Problem:
Return every record below exactly as written, omitting any pictures.

Listing:
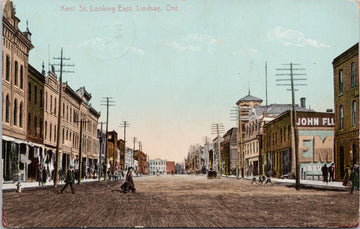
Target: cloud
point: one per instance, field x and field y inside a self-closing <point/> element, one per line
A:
<point x="195" y="42"/>
<point x="250" y="51"/>
<point x="137" y="51"/>
<point x="176" y="45"/>
<point x="293" y="38"/>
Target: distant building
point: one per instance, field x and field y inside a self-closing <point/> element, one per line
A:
<point x="253" y="134"/>
<point x="346" y="100"/>
<point x="157" y="166"/>
<point x="170" y="167"/>
<point x="315" y="148"/>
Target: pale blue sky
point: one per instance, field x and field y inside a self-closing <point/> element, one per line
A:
<point x="173" y="74"/>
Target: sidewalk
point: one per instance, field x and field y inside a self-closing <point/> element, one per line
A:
<point x="315" y="184"/>
<point x="11" y="186"/>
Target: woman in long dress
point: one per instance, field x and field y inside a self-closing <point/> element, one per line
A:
<point x="129" y="183"/>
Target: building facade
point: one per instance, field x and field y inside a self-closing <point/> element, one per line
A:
<point x="346" y="100"/>
<point x="15" y="53"/>
<point x="170" y="167"/>
<point x="35" y="122"/>
<point x="157" y="166"/>
<point x="315" y="148"/>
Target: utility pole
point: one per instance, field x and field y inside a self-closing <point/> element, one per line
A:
<point x="82" y="122"/>
<point x="293" y="121"/>
<point x="61" y="58"/>
<point x="266" y="82"/>
<point x="234" y="116"/>
<point x="216" y="129"/>
<point x="108" y="103"/>
<point x="124" y="125"/>
<point x="132" y="159"/>
<point x="100" y="165"/>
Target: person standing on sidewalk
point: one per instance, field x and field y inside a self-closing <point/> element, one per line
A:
<point x="44" y="176"/>
<point x="331" y="171"/>
<point x="354" y="179"/>
<point x="39" y="175"/>
<point x="346" y="180"/>
<point x="69" y="180"/>
<point x="325" y="173"/>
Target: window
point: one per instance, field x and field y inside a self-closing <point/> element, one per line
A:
<point x="35" y="126"/>
<point x="50" y="131"/>
<point x="16" y="75"/>
<point x="7" y="109"/>
<point x="353" y="75"/>
<point x="15" y="112"/>
<point x="29" y="95"/>
<point x="29" y="122"/>
<point x="50" y="103"/>
<point x="7" y="68"/>
<point x="35" y="94"/>
<point x="45" y="132"/>
<point x="46" y="96"/>
<point x="341" y="117"/>
<point x="21" y="77"/>
<point x="21" y="113"/>
<point x="354" y="113"/>
<point x="63" y="138"/>
<point x="41" y="98"/>
<point x="55" y="105"/>
<point x="341" y="86"/>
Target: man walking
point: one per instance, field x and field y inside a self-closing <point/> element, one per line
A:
<point x="69" y="180"/>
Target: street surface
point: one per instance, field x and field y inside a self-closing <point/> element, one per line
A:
<point x="181" y="201"/>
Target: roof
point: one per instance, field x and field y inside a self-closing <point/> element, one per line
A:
<point x="249" y="98"/>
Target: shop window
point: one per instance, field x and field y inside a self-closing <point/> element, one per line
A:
<point x="341" y="83"/>
<point x="354" y="113"/>
<point x="341" y="117"/>
<point x="353" y="75"/>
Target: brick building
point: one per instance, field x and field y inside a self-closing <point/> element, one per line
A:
<point x="35" y="122"/>
<point x="16" y="46"/>
<point x="170" y="167"/>
<point x="316" y="133"/>
<point x="346" y="100"/>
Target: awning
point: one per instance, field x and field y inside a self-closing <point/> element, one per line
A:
<point x="11" y="139"/>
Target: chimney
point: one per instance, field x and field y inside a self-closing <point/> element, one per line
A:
<point x="302" y="102"/>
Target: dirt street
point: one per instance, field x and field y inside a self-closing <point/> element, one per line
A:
<point x="181" y="201"/>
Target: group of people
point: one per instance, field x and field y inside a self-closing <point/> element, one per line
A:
<point x="351" y="178"/>
<point x="127" y="186"/>
<point x="328" y="173"/>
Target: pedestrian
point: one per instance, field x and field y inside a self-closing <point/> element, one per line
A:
<point x="129" y="183"/>
<point x="325" y="173"/>
<point x="69" y="180"/>
<point x="39" y="175"/>
<point x="331" y="172"/>
<point x="354" y="179"/>
<point x="346" y="179"/>
<point x="44" y="176"/>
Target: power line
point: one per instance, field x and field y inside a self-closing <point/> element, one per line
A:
<point x="293" y="121"/>
<point x="61" y="58"/>
<point x="108" y="103"/>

The reply:
Target: cloud
point: one per instance, field x and field y inside a self-closing <point/> element, one per line
A:
<point x="195" y="42"/>
<point x="250" y="51"/>
<point x="137" y="51"/>
<point x="176" y="45"/>
<point x="293" y="38"/>
Target: distant building
point: one per instance, field x and field y inside a self-closing <point/> element, one per line
A:
<point x="253" y="134"/>
<point x="346" y="100"/>
<point x="157" y="166"/>
<point x="170" y="167"/>
<point x="315" y="148"/>
Target: pale blue sky
point: one per instance, field x and field y inside a self-closing <point/> element, one per line
A:
<point x="173" y="74"/>
Target: sidewalk
point: one per instance, field x and field y inside a self-closing <point/> element, one per line
A:
<point x="315" y="184"/>
<point x="11" y="186"/>
Target: woman in long dress
point: one per instance, field x and field y inside a self-closing <point/> element, one per line
A:
<point x="129" y="183"/>
Target: building facade
point: one per instance, field x and field y inside a self-closing <point/> element, one per line
A:
<point x="346" y="100"/>
<point x="15" y="53"/>
<point x="170" y="167"/>
<point x="35" y="122"/>
<point x="157" y="166"/>
<point x="315" y="148"/>
Target: utility pole
point: one per instance, field x and field y inside a self-closing <point/> element, one per line
A:
<point x="82" y="122"/>
<point x="293" y="121"/>
<point x="61" y="58"/>
<point x="266" y="82"/>
<point x="234" y="116"/>
<point x="216" y="129"/>
<point x="108" y="103"/>
<point x="124" y="125"/>
<point x="132" y="159"/>
<point x="100" y="165"/>
Target: person standing on sidewalk
point: one per instance, field x and field y inside a self-closing <point/> element, one per line
A:
<point x="44" y="176"/>
<point x="331" y="171"/>
<point x="354" y="179"/>
<point x="39" y="175"/>
<point x="346" y="180"/>
<point x="69" y="180"/>
<point x="325" y="173"/>
Target: window
point: one per instance, field x and field y inside a self-closing <point/> element, one per line
A:
<point x="35" y="126"/>
<point x="50" y="131"/>
<point x="16" y="75"/>
<point x="7" y="109"/>
<point x="353" y="75"/>
<point x="15" y="112"/>
<point x="29" y="95"/>
<point x="29" y="122"/>
<point x="50" y="103"/>
<point x="7" y="68"/>
<point x="35" y="94"/>
<point x="45" y="132"/>
<point x="46" y="96"/>
<point x="341" y="117"/>
<point x="21" y="77"/>
<point x="21" y="113"/>
<point x="354" y="113"/>
<point x="63" y="138"/>
<point x="41" y="98"/>
<point x="55" y="105"/>
<point x="341" y="86"/>
Target: man walking
point: one per instance, field x and field y inside a self-closing <point/> element, one per line
A:
<point x="69" y="180"/>
Target: street surface
point: one per instance, field x and field y inside a self-closing <point/> element, one per line
A:
<point x="181" y="201"/>
Target: roof
point: one per instance, field x and field y inside a self-closing <point/> element, one per line
A:
<point x="249" y="98"/>
Target: shop window
point: one per instance, field x and field y inside a self-closing <point/> element, one per line
A:
<point x="341" y="83"/>
<point x="354" y="113"/>
<point x="341" y="117"/>
<point x="353" y="75"/>
Target: brick building
point: one per instance, field x and field y inside a self-closing <point/> element, one per line
A:
<point x="35" y="122"/>
<point x="16" y="46"/>
<point x="170" y="167"/>
<point x="316" y="133"/>
<point x="346" y="100"/>
Target: awning
point: one per instance, field x and field y inside a self-closing <point/> element, one per line
A:
<point x="11" y="139"/>
Target: chimney
point: one per instance, field x and field y inside a self-closing <point/> element, one per line
A:
<point x="302" y="102"/>
Target: dirt street
point: one per instance, field x and field y inside a self-closing <point/> element, one per line
A:
<point x="181" y="201"/>
Target: group of people
point: one per instance, field x and field y inside a self-closing <point/> element, one per line
A:
<point x="351" y="178"/>
<point x="127" y="186"/>
<point x="328" y="173"/>
Target: pedestrian
point: one per instance, field x and field y inside a self-closing <point/> element, one per line
A:
<point x="129" y="183"/>
<point x="325" y="173"/>
<point x="69" y="180"/>
<point x="39" y="175"/>
<point x="331" y="172"/>
<point x="354" y="179"/>
<point x="346" y="179"/>
<point x="44" y="176"/>
Target: power line
point: one per instance, field x and field y inside a self-closing <point/> element, one per line
A:
<point x="293" y="121"/>
<point x="61" y="58"/>
<point x="108" y="103"/>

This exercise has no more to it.